What this task involves:
Change "meeting" to "session" and give the comments about AA again from "This and other" up to and including "group right there.)".

This and other papers seem to show rather clearly that no one should go to AA.  While it may not be directly detrimental, it entails a great deal of effort for no apparent benefit.

http://www.orange-papers.org/orange-effectiveness.html

 

Wayne

They continually imply/state at the close of every single NA meeting that people who do not follow their particular religious abstinence program will end up in "jails, institutions, or death."

It is not the "take what you like, leave the rest!" program it pretends to be. It is a giant deceptive bait-and-switch with ridiculously high rates of rape (frequently aka "13th stepping" but that can also just mean in group dating, which says a lot about the group right there.)

As a former addict my opinion is that addiction is not an illness, it's a compulsion based on fear of being without a crutch. Remove the fear and you remove the desire for the drug. It needs a subtle psychological shift from 'How will I survive without it?' to 'Life is going to improve beyond recognition without it and I can't wait to get free". To do this you need to examine all the reasons/myths you imbibe and explode them one by one. The panic addicts feel is akin to hunger. To get a clearer understanding I suggest you take a look at Allen Carr's "The Easy Way To Stop Smoking" and substitute "smoking" for "alcohol". It's how I freed myself and in my opinion it's the way forward in treatment of all addictions. Hope this helps! 

There is a secular offshoot of AA that includes the 12 steps.  They just reword then in a way that is consistent with atheism.

 

There are also groups like Rational Recovery that have totally different programs, but actually better rates of success. 

 

Groups help, but it has a lot more to do with the person's commitment and involvement than it does the exact method they use

 

http://godlessconservative.com

There is an organisation called AdAction who do not specialise in one area of addiction treatment and are purportedly atheist friendly.  There are treatment centres in most large cities.

[Recorded data]

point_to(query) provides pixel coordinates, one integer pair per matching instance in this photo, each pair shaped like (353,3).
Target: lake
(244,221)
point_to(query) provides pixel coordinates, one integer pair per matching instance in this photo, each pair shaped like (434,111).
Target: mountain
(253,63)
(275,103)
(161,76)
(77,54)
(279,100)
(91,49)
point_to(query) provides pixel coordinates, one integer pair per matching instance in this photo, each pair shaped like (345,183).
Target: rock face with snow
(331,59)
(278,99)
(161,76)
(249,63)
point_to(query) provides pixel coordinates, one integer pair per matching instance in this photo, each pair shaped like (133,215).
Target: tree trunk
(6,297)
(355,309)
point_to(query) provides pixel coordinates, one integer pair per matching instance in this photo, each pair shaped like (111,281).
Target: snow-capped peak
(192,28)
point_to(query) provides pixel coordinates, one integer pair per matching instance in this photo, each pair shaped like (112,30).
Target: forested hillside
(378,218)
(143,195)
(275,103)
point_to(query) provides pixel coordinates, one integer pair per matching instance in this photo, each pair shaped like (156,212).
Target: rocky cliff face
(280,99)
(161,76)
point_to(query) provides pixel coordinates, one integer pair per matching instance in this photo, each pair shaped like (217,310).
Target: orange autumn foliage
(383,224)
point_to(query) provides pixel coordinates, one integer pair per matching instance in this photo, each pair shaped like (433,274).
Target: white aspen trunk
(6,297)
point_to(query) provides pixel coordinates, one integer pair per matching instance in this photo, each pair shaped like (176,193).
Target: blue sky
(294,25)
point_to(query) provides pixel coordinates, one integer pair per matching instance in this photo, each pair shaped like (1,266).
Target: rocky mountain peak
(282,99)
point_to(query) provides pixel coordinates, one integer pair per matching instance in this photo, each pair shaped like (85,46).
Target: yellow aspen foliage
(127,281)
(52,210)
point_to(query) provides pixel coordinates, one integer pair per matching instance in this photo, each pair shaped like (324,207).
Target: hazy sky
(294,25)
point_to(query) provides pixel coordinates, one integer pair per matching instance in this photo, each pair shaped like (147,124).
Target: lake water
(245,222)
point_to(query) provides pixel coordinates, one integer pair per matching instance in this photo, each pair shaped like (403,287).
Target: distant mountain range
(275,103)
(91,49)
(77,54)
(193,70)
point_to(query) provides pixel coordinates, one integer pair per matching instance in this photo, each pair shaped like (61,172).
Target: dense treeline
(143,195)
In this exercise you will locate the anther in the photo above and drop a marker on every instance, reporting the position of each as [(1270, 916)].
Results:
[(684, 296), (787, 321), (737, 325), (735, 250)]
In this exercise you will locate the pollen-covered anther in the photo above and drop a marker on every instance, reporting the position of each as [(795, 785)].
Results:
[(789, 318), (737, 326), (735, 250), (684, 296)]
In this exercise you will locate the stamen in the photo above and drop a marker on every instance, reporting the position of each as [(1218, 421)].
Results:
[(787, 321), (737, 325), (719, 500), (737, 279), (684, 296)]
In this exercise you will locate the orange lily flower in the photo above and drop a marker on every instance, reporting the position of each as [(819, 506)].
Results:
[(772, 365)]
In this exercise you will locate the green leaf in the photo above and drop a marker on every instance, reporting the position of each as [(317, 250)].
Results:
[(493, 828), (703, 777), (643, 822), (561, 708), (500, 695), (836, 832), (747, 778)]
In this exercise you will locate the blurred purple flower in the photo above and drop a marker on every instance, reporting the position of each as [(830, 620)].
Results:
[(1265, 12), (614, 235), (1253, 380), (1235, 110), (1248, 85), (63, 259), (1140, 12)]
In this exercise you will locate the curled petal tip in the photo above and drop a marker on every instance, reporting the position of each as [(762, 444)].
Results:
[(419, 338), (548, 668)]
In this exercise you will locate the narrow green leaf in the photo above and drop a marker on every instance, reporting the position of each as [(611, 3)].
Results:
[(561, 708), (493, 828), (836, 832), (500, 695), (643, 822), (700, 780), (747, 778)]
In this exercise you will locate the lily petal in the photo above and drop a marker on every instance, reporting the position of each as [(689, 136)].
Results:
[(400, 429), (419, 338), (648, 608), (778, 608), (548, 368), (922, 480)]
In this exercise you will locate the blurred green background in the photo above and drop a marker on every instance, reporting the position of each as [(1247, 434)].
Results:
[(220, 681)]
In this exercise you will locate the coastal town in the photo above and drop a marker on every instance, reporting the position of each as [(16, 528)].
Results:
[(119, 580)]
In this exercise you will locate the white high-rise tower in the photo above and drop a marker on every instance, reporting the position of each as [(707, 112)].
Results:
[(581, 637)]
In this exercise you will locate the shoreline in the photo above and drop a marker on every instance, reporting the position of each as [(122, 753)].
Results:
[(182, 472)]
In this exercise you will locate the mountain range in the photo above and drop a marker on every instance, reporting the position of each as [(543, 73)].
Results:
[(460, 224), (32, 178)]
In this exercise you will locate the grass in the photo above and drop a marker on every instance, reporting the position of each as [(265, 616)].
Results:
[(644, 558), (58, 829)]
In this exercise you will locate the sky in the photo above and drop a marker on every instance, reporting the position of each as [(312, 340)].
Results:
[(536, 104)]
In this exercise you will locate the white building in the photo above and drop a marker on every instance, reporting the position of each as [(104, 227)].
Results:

Output for this task:
This and other papers seem to show rather clearly that no one should go to AA.  While it may not be directly detrimental, it entails a great deal of effort for no apparent benefit.

http://www.orange-papers.org/orange-effectiveness.html

 

Wayne

They continually imply/state at the close of every single NA session that people who do not follow their particular religious abstinence program will end up in "jails, institutions, or death."

It is not the "take what you like, leave the rest!" program it pretends to be. It is a giant deceptive bait-and-switch with ridiculously high rates of rape (frequently aka "13th stepping" but that can also just mean in group dating, which says a lot about the group right there.)